The meeting with the pulmonary specialist was interesting in that it changed my perspective. To recap, Segev was admitted to hospital for a tracheotomy as his breathing was more and more labored, seeing lately a period that he was on large amounts of oxygen for thirty straight days, occasionally without result. But then I did what I had not done for nearly six years; had a chest x-ray made of Segev.
The rationale had been, 'what new thing will they see, his condition is known' why I hadn't taken him earlier for a chest x-ray. His bouts with pneumonnia and bronchiectasis had improved over the years. True he had severe paroxysms of pain, but there were large swaths of time in between them, months even and his latest bout, the worst of all his life which had lasted three months were coming from his intestines and pressure in his stomach wasn't it? We did a stomach endoscopy to check on that and everything was fine. An abdominal CT was scheduled until it became clear that, as was previously the case the test had to be performed with overly large amounts of contrast injected in his overly fragile veins. They've never held even normal fluid administration for long, everything eventually always leaking into his arm, so the CT was out.

Now the x-ray has changed everything. 
He has a paralyzed left diaphragm but the question is also since when? What caused it? This is relevant for several reasons, one of them being the prognosis for success that surgery to 'correct' it will have. There is no real solution other than tying the diaphragm down. It won't start working again. There is such a thing as a diaphragmatic pacemaker but it is only used when the paralysis is bilateral. Normally this surgery is only performed when a child is ventilator dependent. This is also rather relevant since no matter how I explained Segev's ailments, previous surgeries, vastly increased kyphosis, extreme bouts of pain, in short any and everything which could have a connection with this new found condition of the diaphragm, the pulmonologist was adamant it could not be caused by the raised diaphragm and intruding bowel. She went as far as to say that even bowel symptoms were not influenced by the displacement thereof.

What you will do:
In the account of Segev's chest x-ray, when is a diaphragmatic pacemaker used?

Given material:
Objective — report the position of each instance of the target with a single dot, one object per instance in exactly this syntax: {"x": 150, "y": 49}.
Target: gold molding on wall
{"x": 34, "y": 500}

Response:
Only when the paralysis is bilateral.